Stored data
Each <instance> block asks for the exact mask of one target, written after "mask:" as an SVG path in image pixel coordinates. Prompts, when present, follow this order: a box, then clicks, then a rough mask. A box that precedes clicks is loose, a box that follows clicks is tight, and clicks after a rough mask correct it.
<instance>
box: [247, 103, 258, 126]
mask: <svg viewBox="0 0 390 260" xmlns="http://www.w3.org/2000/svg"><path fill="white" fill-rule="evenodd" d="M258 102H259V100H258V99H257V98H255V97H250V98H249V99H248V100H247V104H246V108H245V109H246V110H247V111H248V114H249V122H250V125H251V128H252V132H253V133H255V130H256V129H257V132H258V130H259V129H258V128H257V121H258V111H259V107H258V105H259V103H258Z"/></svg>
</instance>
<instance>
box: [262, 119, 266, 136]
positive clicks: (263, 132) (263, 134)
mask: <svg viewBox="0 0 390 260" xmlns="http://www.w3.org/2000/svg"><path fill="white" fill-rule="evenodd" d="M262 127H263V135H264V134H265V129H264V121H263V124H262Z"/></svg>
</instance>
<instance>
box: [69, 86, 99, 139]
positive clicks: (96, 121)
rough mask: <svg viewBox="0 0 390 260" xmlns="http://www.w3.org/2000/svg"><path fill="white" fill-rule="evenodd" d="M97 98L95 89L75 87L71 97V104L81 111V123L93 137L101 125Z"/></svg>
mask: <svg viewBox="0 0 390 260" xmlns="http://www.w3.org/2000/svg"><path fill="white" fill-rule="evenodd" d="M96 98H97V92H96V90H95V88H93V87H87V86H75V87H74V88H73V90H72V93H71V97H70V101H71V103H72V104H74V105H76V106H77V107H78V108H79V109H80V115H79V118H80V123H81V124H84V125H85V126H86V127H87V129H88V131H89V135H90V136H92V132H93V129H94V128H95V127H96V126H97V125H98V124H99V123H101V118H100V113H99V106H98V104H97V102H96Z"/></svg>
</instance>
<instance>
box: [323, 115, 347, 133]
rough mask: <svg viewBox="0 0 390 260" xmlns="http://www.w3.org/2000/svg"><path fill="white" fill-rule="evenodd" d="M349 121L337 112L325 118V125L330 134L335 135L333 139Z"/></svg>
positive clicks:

[Work item] Write out the records exactly, starting with their first line and going on through the line that contains "box: [247, 103, 258, 126]".

[Answer]
Each <instance> block asks for the exact mask of one target, written after "mask:" as an SVG path in image pixel coordinates. Prompts, when present, follow this order: a box, then clicks, then a rough mask. A box that precedes clicks is loose, a box that follows clicks is tight, and clicks after a rough mask correct it.
<instance>
box: [247, 103, 258, 126]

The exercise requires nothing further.